To do: Copy the records below in full, keeping each word as it is but omitting the pictures.
*** Supplied material Section Begins ***
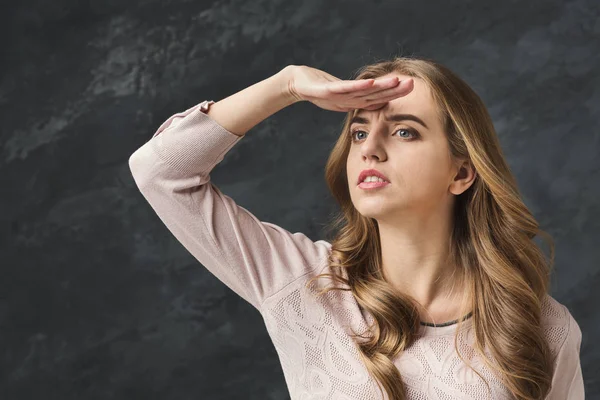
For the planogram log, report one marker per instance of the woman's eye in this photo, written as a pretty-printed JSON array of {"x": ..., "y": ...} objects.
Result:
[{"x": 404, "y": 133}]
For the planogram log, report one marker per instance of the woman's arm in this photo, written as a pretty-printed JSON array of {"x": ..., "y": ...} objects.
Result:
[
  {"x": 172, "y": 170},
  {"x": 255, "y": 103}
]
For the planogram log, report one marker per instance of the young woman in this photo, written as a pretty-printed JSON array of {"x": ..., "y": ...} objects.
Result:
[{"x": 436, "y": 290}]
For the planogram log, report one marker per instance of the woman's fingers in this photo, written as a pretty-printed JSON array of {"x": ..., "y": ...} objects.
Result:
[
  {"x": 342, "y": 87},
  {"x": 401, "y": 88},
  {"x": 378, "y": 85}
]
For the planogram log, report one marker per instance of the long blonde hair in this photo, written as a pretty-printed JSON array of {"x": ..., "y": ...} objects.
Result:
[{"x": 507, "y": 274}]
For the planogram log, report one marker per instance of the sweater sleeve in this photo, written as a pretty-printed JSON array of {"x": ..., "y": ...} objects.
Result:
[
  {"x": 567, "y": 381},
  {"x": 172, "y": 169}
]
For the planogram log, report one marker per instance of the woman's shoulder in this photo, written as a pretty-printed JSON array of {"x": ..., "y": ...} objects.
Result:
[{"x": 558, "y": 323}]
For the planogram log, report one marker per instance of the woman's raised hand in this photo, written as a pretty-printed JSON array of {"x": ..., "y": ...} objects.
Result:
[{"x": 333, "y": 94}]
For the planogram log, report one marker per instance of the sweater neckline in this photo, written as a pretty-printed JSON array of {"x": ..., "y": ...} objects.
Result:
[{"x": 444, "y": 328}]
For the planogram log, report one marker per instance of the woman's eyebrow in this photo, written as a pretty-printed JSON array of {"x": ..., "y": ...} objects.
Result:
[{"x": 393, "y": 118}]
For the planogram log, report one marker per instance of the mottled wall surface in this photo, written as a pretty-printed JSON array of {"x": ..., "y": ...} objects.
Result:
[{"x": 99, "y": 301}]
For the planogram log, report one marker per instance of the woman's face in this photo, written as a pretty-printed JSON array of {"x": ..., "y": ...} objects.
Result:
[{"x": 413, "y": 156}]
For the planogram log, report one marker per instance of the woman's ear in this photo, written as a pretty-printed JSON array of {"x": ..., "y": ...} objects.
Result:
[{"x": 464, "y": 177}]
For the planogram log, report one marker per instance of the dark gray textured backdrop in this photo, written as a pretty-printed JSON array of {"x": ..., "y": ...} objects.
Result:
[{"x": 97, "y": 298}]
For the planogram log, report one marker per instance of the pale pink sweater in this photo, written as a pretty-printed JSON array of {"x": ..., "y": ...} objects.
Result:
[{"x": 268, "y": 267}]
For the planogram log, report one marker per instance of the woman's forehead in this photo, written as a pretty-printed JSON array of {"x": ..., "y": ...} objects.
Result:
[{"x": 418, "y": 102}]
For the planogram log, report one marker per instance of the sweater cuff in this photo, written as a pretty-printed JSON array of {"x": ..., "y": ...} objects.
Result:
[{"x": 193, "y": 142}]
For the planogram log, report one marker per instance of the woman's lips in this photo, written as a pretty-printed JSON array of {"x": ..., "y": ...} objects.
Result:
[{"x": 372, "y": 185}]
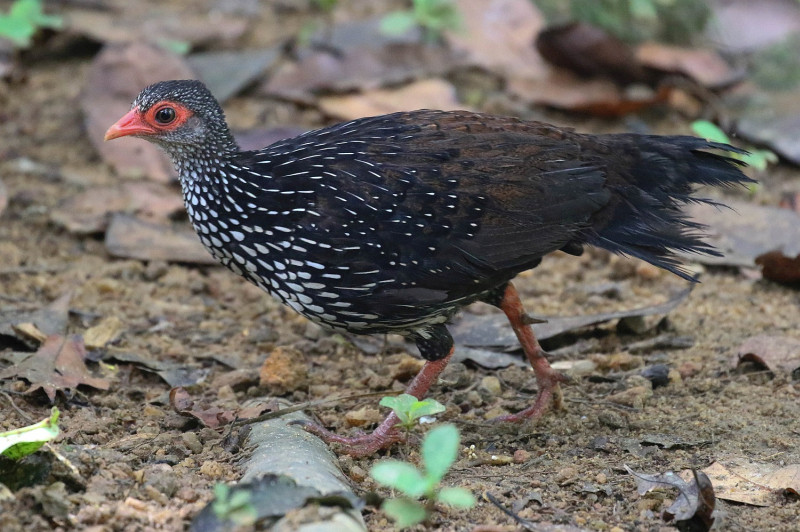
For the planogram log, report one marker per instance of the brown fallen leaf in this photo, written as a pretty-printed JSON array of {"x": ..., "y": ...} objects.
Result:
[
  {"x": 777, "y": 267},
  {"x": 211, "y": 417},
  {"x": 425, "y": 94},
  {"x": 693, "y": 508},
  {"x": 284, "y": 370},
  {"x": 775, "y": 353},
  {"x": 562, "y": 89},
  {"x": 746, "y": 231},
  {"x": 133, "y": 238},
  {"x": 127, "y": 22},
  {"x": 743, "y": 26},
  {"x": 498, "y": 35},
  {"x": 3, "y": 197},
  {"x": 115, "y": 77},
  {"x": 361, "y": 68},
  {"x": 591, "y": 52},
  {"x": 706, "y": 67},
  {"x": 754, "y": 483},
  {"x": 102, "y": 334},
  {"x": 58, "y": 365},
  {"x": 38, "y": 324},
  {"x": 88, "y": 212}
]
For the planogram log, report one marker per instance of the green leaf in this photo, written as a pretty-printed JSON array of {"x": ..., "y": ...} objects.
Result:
*** Supplied material Section Ends ***
Response:
For the planogram log, report one marker per instance of the woman's eye in this photo, written as a pretty-printed JSON array of {"x": ..., "y": ...} objects.
Result:
[{"x": 404, "y": 133}]
For the planogram log, report one marker per instance of the woman's arm in this photo, written as a pretty-printed JSON array of {"x": ..., "y": ...} objects.
Result:
[
  {"x": 172, "y": 170},
  {"x": 255, "y": 103}
]
For the planogram log, report one marker per instance of the young woman in this photo, written as a pretty-printed JSON array of {"x": ..., "y": ...} objects.
Result:
[{"x": 436, "y": 290}]
For the planogram log, report one marker per instance of the woman's fingers in this photo, written as a pretty-printed JSON array of {"x": ..., "y": ...} objects.
Result:
[
  {"x": 342, "y": 87},
  {"x": 401, "y": 88},
  {"x": 378, "y": 85}
]
For the planogram log, report one marker per instance of the long blonde hair in this photo, written as a pretty-printed JSON array of {"x": ..., "y": ...} objects.
Result:
[{"x": 507, "y": 274}]
For the planogram log, report one marker per instance of the sweater sleeve in this photo, written as a pretty-printed JSON array of {"x": ..., "y": ...} objects.
Result:
[
  {"x": 567, "y": 381},
  {"x": 172, "y": 169}
]
For the planogram log, report one marker per instance of the woman's shoulder in this photo, written as a pretty-printed JSON array of {"x": ..., "y": ...} objects.
Result:
[{"x": 558, "y": 323}]
For the planogram log, report one marker per instance of the woman's raised hand in this photo, written as a pretty-printed JSON array of {"x": ..., "y": ...} objects.
Result:
[{"x": 333, "y": 94}]
For the planogram log, report one marker per instance of the sweater neckline in this photo, written as a pretty-printed JSON array of {"x": ..., "y": ...} objects.
Result:
[{"x": 444, "y": 328}]
For the planogram log, report one marker per instance of the woman's eyebrow in this photo, written as a pretty-printed JSON array of {"x": ..., "y": ...} objects.
Result:
[{"x": 393, "y": 118}]
For the planogram log, report one marker per instance of the mottled wall surface in this photo, written as a pretty-printed JSON array of {"x": ..., "y": ...} objects.
Result:
[{"x": 99, "y": 301}]
For the planogram log, report one marker per instance of the woman's face in this photo, written as a pretty-printed JSON array of {"x": ..., "y": ...} objects.
Result:
[{"x": 413, "y": 156}]
For the planogram log, report one marker per instance of the woman's ear in this photo, written as a pretty-printed JSON array of {"x": ..., "y": ...} objects.
Result:
[{"x": 464, "y": 177}]
For the planogram log, report one marker per instance of the dark gray textured backdrop in this photo, written as a pretty-printed JSON array of {"x": ..., "y": ...} objects.
Result:
[{"x": 97, "y": 298}]
For the planogram log, report one marker per instance of the pale pink sweater in this photo, written as a pretty-printed JSON array of {"x": ..., "y": ...} objects.
Result:
[{"x": 268, "y": 267}]
For the planogram log, report one marker per instance of the woman's forehead in this photo, written as a pretty-printed JSON array of {"x": ..., "y": ...} objects.
Result:
[{"x": 418, "y": 102}]
For the planogram log, report one marker per instance of the sweater cuff in this photo, written as a pretty-printed JSON array of {"x": ..., "y": ...} objects.
Result:
[{"x": 193, "y": 142}]
For the planogram log, report one marker per instance of the woman's lips in this photo, written as a pretty-printed JSON array of {"x": ..., "y": ...} objects.
Result:
[{"x": 372, "y": 185}]
For the planogram log, report one marker per instance of the brown fallen leaf in this photo, written as a pretty-printed JSON array of {"x": ..., "y": ...} objects.
Result:
[
  {"x": 777, "y": 267},
  {"x": 211, "y": 417},
  {"x": 425, "y": 94},
  {"x": 693, "y": 508},
  {"x": 284, "y": 370},
  {"x": 775, "y": 353},
  {"x": 562, "y": 89},
  {"x": 746, "y": 231},
  {"x": 133, "y": 238},
  {"x": 127, "y": 22},
  {"x": 743, "y": 26},
  {"x": 498, "y": 35},
  {"x": 3, "y": 197},
  {"x": 115, "y": 77},
  {"x": 361, "y": 68},
  {"x": 591, "y": 52},
  {"x": 706, "y": 67},
  {"x": 754, "y": 483},
  {"x": 102, "y": 334},
  {"x": 58, "y": 365},
  {"x": 38, "y": 324},
  {"x": 88, "y": 212}
]
For the planogram log, report one marker per instance of the green leaf in this photo, written as a pretty-printed JSON array of {"x": ..., "y": ...} objects.
Result:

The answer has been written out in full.